Description of the task: Omit the pictures, then write out every entry exactly as it reads.
>> BEGIN Recorded information
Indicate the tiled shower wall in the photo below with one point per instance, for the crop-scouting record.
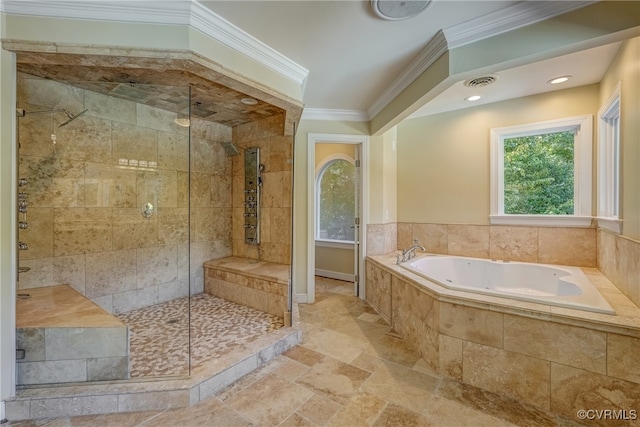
(275, 211)
(85, 223)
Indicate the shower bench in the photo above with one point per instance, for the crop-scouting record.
(256, 284)
(63, 337)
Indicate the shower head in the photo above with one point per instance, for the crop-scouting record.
(72, 117)
(230, 148)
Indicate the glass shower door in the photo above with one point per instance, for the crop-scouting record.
(106, 231)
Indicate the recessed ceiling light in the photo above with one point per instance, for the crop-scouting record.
(394, 10)
(558, 80)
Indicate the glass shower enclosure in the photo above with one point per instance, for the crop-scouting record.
(105, 228)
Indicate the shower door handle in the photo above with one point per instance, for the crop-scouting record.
(147, 210)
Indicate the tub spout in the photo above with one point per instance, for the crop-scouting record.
(410, 253)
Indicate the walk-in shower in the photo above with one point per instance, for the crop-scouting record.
(88, 159)
(125, 205)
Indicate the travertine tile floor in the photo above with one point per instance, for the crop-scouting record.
(350, 370)
(159, 335)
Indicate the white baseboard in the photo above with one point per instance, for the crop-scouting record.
(334, 275)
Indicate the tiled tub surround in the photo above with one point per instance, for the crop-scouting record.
(257, 284)
(619, 260)
(558, 359)
(85, 223)
(67, 338)
(544, 245)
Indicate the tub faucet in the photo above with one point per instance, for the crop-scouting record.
(410, 253)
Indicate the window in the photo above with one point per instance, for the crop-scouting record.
(609, 163)
(541, 173)
(336, 192)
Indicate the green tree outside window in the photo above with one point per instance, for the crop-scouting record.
(539, 174)
(336, 201)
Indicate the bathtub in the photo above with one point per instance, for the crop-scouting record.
(540, 283)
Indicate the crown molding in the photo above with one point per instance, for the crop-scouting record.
(191, 13)
(427, 56)
(507, 19)
(220, 29)
(124, 11)
(334, 115)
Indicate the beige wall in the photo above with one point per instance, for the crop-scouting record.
(618, 255)
(625, 68)
(325, 150)
(445, 171)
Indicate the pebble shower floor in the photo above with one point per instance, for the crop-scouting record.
(159, 335)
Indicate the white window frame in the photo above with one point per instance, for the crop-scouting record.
(319, 172)
(583, 128)
(608, 214)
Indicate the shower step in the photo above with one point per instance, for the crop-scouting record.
(145, 395)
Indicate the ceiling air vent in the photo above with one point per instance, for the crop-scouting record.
(481, 81)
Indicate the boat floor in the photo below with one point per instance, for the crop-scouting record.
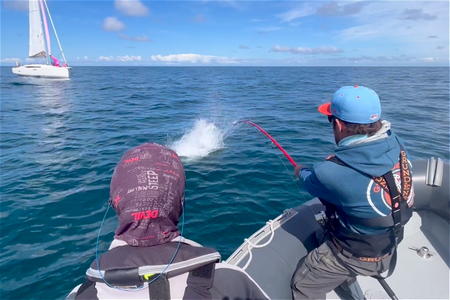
(416, 277)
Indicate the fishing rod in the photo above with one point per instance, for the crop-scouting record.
(274, 141)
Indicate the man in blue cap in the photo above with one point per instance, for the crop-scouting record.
(366, 187)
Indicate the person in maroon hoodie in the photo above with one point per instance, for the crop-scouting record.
(148, 258)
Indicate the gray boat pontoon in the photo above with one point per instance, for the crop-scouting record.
(271, 254)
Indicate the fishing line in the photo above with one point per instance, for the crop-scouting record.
(274, 141)
(154, 279)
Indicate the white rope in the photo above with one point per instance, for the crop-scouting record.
(54, 30)
(250, 245)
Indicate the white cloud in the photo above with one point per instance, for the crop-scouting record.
(133, 8)
(10, 60)
(306, 50)
(106, 58)
(299, 12)
(268, 29)
(193, 59)
(113, 24)
(127, 58)
(120, 58)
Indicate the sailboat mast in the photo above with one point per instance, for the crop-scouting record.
(47, 35)
(54, 30)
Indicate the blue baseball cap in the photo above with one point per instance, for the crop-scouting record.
(354, 104)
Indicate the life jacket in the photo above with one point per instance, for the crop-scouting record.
(374, 245)
(175, 270)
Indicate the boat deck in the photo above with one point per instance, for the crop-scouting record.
(425, 229)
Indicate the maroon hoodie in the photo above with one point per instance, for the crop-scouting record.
(147, 192)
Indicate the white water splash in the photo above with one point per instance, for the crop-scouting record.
(205, 137)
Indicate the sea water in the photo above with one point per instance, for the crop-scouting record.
(60, 141)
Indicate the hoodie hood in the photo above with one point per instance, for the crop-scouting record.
(147, 192)
(373, 155)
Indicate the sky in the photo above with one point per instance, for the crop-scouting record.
(237, 33)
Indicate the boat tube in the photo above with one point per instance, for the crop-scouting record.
(270, 256)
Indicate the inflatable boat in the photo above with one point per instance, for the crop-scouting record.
(422, 270)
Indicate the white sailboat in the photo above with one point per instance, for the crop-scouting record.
(40, 45)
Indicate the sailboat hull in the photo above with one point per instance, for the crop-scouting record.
(38, 70)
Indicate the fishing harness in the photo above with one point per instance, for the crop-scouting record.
(352, 244)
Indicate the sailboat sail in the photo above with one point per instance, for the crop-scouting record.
(37, 46)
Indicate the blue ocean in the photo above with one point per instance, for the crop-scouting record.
(60, 141)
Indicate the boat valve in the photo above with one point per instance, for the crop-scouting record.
(423, 252)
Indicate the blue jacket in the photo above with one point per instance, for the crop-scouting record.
(351, 191)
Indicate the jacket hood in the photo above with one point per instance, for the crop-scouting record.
(374, 157)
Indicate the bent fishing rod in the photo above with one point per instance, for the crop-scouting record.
(274, 141)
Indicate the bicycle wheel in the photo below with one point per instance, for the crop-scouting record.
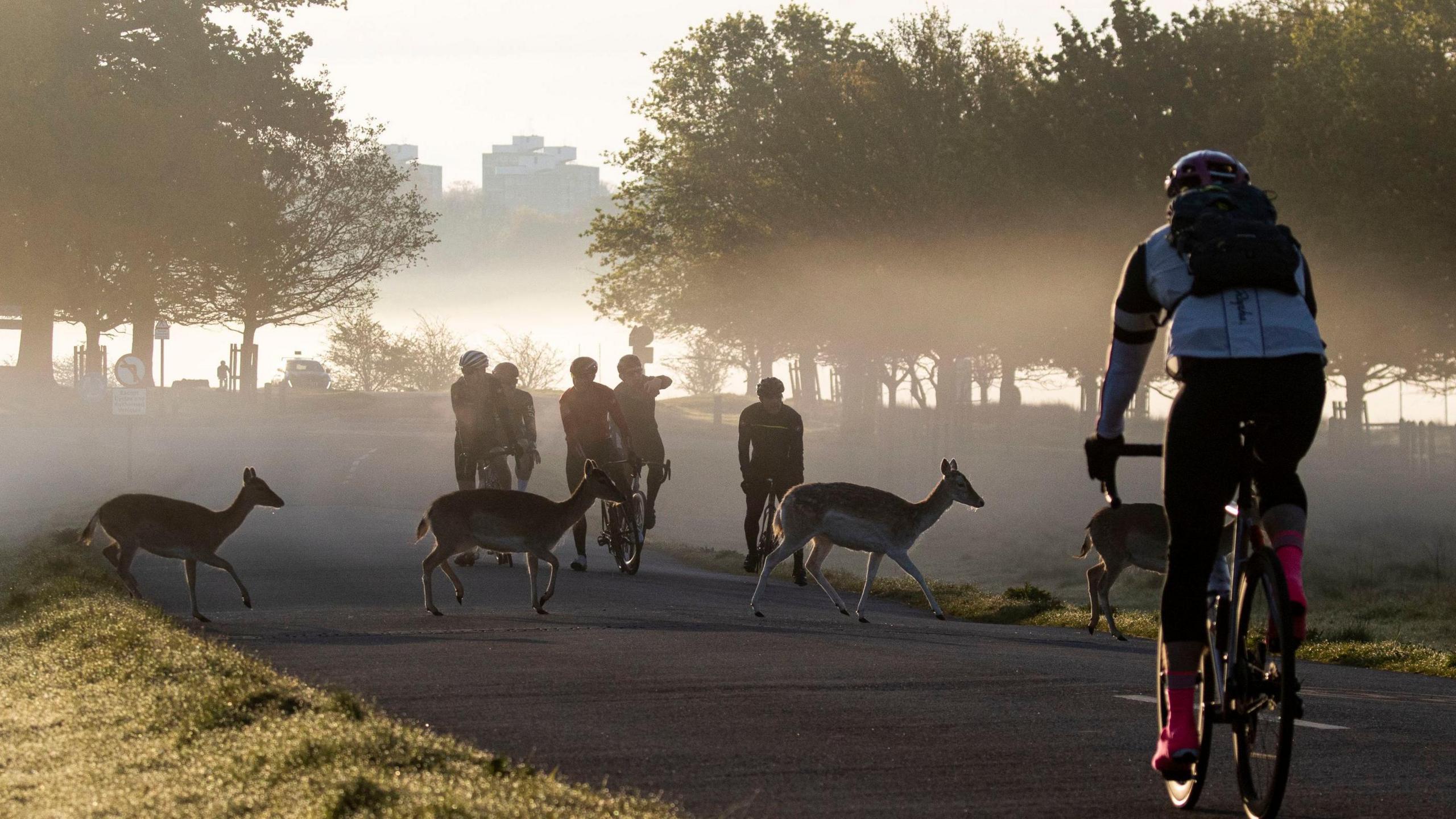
>> END Recorded information
Expected answer:
Indicate the tiled shower wall in the photo below with one point per instance, for the crop-scouting record.
(275, 211)
(85, 223)
Indicate the shower bench in the photo above with one point per instance, for the crop-scouting record.
(256, 284)
(63, 337)
Indicate the shower head in the photo above with one point per instance, for the crop-scouting record.
(72, 117)
(230, 148)
Indicate the glass shower door in the photo above with one point per instance, for the crop-scouting record.
(106, 231)
Indicate the recessed ceiling light in the photo above with one point per instance, for the crop-scouting record.
(394, 10)
(558, 80)
Indicate the glass shower enclosure in the photo above with one point per instance, for the crop-scouting record.
(105, 228)
Indicate the shower door handle in the photo above with one point per instance, for the crop-scouting record.
(147, 210)
Indicate the tub spout in the photo above with one point per instance, for the crop-scouting record.
(410, 253)
Indicate the walk-in shower in the photo above with one point per instance, for the crop-scouting record.
(88, 159)
(125, 205)
Indicate the travertine tile floor in the photo above with one point per instance, for the crop-scouting record.
(350, 370)
(159, 335)
Indicate the white baseboard in the photo above with one point per instance, for the crop-scouting record.
(334, 275)
Indicate the tiled tub surround in the photo above with one point per instance, for the crop-scouting record.
(257, 284)
(619, 260)
(558, 359)
(85, 223)
(67, 338)
(544, 245)
Indicate the tub faucet in the photo above with one point per instance, for the crop-scouting record.
(410, 253)
Indicate the window in the photo above with one point per instance, for the crop-scouting record.
(609, 163)
(541, 173)
(336, 192)
Indicate the green tree outside window in the photo above with one point per instance, for the crop-scouting record.
(539, 174)
(336, 201)
Indicate the bathtub in the photo above with one point per instance, for the crop-scouting record.
(540, 283)
Indicate the crown molding in the photo above with one point per instance, for the crop-scouting record.
(191, 13)
(427, 56)
(507, 19)
(220, 29)
(124, 11)
(334, 115)
Indicate the beige wall in the photo above with one point per instance, for the crop-scouting record.
(618, 255)
(625, 68)
(325, 150)
(445, 171)
Indicate the pebble shower floor in the photo above with one point per instance, for the crop-scouting record.
(159, 335)
Indicate the white window frame in the photo above with one point per instance, for the crop-scouting record.
(319, 172)
(583, 128)
(608, 214)
Indicate the shower step in the photo above with one point per instance, for the crop-scouting record.
(145, 395)
Indicate the ceiling air vent in the photo above with one point per instance, for the crop-scouting record.
(481, 81)
Indicate the boat floor in the photo below with one point per instance, for the crop-scouting record.
(416, 277)
Indicate the fishing rod in the photo above with one point per instance, for the crop-scouting record.
(274, 141)
Indicate the man in blue cap in the photo above with one point per instance, for the crop-scouting record.
(366, 187)
Indicate the person in maroon hoodie in the photo above with one point per instance, for the crop-scouting record.
(148, 258)
Indicate the gray boat pontoon in the photo above with one point per instance, for the crop-scouting record.
(271, 254)
Indicate the fishing line in the photo above with one point per instance, for the crop-scouting record.
(274, 141)
(154, 279)
Indicate the white rope in the photo above with one point per instance, for the crop-scouting record.
(54, 30)
(250, 245)
Indicate the white cloud in the photo above with one point per instance, for the crop-scouting record.
(133, 8)
(10, 60)
(306, 50)
(106, 58)
(299, 12)
(268, 29)
(193, 59)
(113, 24)
(127, 58)
(120, 58)
Indicate the sailboat mast in the photo above with one point per instance, for the crop-scouting record.
(47, 35)
(54, 30)
Indicate the blue baseball cap in the photo above with one point per instance, for the crop-scouting record.
(354, 104)
Indicate the life jacket in the photo above with one point per instance, for the crop-scouting record.
(374, 245)
(175, 270)
Indicate the boat deck in the photo above with one point per instance, for the crop-scouting record.
(425, 229)
Indicate the maroon hoodie in the photo above with one point per instance, for the crop-scouting record.
(147, 192)
Indicate the white water splash in the photo above with one point per instance, for the crop-scouting record.
(205, 137)
Indicate the sea water in the photo above with one point per instance, for the crop-scouting record.
(60, 141)
Indicate the hoodie hood in the photo above with one point per instance, for the crop-scouting record.
(147, 192)
(373, 155)
Indicate the sky in the photo above with one point per instance, for the crop-scouting record.
(237, 33)
Indicate the boat tube in the photo above with one point per instance, for the crop-scouting record.
(270, 256)
Indicate the inflatable boat in the photo above with one point per instance, for the crop-scouting record.
(422, 270)
Indicate the white sailboat in the photo above with one point per instance, for the crop-scouting record.
(40, 45)
Indicate the sailboat hull in the photo above with one point per instance, for the crop-scouting record.
(38, 70)
Indicate the fishing harness in the photo above with one point per instance, for the crop-scouting record.
(352, 244)
Indicate the sailboat sail in the photo above with one point per instance, for the crop-scouting record.
(37, 46)
Indicate the blue ocean in the photo above with one point per instance, for the crop-scouting record.
(60, 141)
Indicate the boat valve in the photo above with one point per instance, for the crop-scouting record.
(423, 252)
Indicate the blue jacket in the photo above with one point per instance, for the crop-scouting record.
(351, 191)
Indicate the jacket hood in the photo above with one point per instance, for the crop-scouting record.
(374, 157)
Indicate the bent fishing rod in the photo above with one point per instance, for the crop-scouting record.
(274, 141)
Indicate the bicycle wheel in the photo below with one point per instance, for the crop-scouting record.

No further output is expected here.